** DATA IN THIS EXERCISE follows **

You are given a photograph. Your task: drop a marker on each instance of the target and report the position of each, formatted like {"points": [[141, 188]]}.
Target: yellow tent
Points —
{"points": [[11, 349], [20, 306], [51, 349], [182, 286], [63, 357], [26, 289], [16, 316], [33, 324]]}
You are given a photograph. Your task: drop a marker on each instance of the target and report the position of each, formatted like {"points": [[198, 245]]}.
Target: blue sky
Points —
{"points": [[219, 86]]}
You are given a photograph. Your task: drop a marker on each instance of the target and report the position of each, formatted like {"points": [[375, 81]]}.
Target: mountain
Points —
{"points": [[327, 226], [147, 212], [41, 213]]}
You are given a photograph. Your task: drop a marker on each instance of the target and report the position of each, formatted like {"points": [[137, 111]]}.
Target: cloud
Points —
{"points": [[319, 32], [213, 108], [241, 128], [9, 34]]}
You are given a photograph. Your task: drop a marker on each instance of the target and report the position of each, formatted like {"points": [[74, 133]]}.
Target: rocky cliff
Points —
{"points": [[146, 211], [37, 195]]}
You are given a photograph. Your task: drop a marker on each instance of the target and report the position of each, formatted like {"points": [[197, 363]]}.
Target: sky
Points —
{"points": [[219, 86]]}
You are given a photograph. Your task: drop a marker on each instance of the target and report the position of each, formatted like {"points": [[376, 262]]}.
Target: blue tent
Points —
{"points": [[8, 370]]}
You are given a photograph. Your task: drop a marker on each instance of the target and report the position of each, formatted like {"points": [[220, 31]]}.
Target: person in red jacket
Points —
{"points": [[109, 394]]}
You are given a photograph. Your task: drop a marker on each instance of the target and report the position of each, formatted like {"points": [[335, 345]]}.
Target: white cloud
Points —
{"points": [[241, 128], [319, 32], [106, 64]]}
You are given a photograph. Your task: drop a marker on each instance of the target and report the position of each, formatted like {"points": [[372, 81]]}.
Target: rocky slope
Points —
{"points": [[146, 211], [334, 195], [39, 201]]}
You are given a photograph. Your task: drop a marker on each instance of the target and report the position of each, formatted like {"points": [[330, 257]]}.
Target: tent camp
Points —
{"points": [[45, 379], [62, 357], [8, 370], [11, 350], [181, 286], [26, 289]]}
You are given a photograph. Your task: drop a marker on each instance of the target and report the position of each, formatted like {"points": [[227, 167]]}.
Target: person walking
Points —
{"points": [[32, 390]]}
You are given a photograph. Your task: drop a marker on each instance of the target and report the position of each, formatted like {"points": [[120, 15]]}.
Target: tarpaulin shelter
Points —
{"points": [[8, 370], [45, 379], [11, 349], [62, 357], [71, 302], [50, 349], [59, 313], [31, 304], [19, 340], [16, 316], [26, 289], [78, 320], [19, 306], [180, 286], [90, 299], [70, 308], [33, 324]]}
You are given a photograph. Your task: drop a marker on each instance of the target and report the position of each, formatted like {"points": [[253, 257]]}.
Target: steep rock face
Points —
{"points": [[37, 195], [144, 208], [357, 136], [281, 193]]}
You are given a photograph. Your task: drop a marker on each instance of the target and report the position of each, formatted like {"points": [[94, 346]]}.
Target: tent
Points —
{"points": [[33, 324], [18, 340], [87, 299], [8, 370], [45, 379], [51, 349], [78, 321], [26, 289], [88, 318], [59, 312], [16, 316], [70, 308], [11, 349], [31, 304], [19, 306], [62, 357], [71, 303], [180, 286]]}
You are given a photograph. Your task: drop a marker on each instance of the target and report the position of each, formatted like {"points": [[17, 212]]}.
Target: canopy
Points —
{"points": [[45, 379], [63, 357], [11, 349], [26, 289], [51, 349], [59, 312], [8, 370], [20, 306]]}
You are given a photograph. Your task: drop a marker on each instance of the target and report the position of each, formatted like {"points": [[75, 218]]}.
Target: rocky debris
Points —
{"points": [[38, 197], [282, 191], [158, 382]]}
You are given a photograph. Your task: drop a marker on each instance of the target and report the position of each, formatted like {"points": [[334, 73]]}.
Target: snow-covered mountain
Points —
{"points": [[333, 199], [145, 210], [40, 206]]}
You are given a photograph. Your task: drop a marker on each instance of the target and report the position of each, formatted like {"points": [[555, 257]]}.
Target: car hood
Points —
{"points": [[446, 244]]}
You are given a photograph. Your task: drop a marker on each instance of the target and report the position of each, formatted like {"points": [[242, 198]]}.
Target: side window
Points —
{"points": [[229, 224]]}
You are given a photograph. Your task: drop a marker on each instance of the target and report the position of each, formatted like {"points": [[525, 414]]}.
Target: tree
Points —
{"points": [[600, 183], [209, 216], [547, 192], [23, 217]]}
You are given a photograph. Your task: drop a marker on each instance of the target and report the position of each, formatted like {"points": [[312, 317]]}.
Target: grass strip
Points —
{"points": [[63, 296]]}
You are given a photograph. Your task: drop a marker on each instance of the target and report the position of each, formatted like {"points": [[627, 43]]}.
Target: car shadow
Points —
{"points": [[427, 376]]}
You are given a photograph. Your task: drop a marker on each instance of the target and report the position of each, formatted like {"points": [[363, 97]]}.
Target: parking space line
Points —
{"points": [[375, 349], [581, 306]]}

** End of DATA IN THIS EXERCISE **

→ TASK REQUIREMENTS: Search the entries for the string "mountain" and return each line where it turns up.

→ ANSWER FOR THE TASK:
Target: mountain
Target: snow-covered mountain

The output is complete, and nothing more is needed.